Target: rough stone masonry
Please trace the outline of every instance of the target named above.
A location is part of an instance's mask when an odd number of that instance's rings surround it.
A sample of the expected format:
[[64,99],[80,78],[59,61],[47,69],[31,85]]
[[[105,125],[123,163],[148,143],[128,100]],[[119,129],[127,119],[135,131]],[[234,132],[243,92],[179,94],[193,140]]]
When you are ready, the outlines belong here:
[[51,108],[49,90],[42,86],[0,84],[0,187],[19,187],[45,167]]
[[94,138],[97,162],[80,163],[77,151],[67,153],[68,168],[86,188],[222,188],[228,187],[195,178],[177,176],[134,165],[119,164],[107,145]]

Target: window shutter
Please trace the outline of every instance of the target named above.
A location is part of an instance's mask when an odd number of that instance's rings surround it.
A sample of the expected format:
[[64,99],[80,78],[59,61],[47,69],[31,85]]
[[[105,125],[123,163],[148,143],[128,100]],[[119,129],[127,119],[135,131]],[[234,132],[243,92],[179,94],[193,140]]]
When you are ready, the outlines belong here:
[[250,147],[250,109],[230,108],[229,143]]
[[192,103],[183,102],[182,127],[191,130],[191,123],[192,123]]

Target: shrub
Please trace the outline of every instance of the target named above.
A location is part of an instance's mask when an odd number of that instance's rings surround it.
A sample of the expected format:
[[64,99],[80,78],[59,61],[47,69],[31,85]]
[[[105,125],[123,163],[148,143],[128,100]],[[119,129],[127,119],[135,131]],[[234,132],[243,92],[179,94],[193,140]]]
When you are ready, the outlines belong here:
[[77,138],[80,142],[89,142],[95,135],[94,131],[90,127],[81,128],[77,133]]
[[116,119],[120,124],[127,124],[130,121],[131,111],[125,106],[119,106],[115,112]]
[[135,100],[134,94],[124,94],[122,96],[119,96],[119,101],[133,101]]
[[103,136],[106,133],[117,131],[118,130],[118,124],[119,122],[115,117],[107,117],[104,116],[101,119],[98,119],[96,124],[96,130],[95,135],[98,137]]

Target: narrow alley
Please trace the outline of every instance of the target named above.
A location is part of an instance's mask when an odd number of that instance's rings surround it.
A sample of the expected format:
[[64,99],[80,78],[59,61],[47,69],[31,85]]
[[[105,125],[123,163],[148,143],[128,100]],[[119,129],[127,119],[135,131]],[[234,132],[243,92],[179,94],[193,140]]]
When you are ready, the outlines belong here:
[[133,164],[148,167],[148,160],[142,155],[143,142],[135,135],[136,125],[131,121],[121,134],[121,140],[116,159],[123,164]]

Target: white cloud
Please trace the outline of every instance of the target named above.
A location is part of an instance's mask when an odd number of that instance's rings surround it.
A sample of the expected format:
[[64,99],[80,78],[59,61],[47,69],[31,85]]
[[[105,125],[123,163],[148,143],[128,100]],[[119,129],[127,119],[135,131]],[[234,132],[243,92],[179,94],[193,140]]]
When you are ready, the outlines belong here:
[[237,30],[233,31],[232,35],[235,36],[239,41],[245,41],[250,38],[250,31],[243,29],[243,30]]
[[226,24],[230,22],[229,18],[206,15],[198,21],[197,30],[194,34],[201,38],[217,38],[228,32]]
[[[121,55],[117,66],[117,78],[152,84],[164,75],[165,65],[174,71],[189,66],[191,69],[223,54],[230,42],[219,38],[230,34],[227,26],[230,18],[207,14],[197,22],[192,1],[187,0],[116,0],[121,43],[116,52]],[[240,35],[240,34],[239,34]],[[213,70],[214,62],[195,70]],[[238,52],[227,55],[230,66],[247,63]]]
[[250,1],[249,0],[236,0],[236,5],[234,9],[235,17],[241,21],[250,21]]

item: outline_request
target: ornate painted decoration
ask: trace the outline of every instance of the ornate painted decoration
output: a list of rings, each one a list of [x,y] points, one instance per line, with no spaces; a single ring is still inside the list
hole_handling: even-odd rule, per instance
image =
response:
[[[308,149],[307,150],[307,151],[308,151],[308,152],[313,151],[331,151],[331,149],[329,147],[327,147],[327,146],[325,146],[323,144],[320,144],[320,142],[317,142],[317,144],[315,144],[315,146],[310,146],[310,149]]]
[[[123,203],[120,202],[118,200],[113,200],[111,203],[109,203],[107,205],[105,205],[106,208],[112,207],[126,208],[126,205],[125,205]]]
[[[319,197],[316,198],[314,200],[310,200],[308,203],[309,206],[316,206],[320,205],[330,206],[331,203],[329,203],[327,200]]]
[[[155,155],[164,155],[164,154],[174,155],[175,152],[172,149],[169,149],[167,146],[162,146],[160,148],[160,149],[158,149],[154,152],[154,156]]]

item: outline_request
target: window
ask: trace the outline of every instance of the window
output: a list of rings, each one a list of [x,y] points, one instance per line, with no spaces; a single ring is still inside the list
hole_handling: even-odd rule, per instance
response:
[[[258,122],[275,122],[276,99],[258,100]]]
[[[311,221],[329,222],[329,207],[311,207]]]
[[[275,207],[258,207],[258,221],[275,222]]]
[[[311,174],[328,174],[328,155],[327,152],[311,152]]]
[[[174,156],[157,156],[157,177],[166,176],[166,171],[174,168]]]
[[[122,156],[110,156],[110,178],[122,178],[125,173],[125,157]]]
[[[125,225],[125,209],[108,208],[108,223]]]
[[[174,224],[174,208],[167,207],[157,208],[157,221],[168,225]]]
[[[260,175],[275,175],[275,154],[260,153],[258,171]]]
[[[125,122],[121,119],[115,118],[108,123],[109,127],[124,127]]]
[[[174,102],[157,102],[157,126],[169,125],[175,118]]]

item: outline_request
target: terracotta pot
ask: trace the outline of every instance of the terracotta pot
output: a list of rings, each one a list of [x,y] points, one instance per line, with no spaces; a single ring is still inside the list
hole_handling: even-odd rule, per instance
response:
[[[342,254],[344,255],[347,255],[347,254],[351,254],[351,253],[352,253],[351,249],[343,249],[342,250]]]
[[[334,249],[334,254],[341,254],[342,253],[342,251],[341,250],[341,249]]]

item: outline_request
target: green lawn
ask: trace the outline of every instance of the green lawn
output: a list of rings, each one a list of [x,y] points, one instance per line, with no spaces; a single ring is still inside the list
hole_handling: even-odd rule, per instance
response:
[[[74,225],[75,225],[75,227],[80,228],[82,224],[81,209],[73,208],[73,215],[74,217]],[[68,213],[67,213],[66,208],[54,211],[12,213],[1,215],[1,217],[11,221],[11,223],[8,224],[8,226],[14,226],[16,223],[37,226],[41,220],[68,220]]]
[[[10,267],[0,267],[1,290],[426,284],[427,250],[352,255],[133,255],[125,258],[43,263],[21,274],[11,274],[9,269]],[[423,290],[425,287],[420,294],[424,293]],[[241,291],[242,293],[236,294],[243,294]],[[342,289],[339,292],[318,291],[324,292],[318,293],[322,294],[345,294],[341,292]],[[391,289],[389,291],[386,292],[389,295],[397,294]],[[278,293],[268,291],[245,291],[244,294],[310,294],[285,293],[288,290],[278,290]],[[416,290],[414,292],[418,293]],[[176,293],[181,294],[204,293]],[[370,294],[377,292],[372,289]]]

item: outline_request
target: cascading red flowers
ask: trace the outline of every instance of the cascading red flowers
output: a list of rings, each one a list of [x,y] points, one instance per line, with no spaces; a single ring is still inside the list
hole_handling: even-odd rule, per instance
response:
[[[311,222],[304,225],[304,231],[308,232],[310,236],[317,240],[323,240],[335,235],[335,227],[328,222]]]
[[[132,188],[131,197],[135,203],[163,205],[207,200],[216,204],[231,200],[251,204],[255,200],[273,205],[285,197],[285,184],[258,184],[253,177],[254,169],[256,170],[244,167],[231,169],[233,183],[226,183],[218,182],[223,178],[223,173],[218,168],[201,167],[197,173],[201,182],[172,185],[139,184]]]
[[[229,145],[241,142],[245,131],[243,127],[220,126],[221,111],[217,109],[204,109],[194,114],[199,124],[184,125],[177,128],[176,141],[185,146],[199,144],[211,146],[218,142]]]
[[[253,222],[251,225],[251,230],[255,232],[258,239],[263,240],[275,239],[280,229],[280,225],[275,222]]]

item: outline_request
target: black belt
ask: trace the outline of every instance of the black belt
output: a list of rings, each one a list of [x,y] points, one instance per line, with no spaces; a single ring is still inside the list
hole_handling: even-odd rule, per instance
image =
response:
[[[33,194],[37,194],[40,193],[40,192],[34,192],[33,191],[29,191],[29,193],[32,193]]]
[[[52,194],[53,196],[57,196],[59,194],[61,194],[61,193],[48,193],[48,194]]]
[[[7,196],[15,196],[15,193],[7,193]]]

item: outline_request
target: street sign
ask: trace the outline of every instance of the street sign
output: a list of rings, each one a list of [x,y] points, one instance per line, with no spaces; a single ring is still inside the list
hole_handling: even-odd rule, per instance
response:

WHAT YOU NEED TO DO →
Count the lines in the data above that contain the string "street" and reply with only that number.

PROBLEM SOLUTION →
2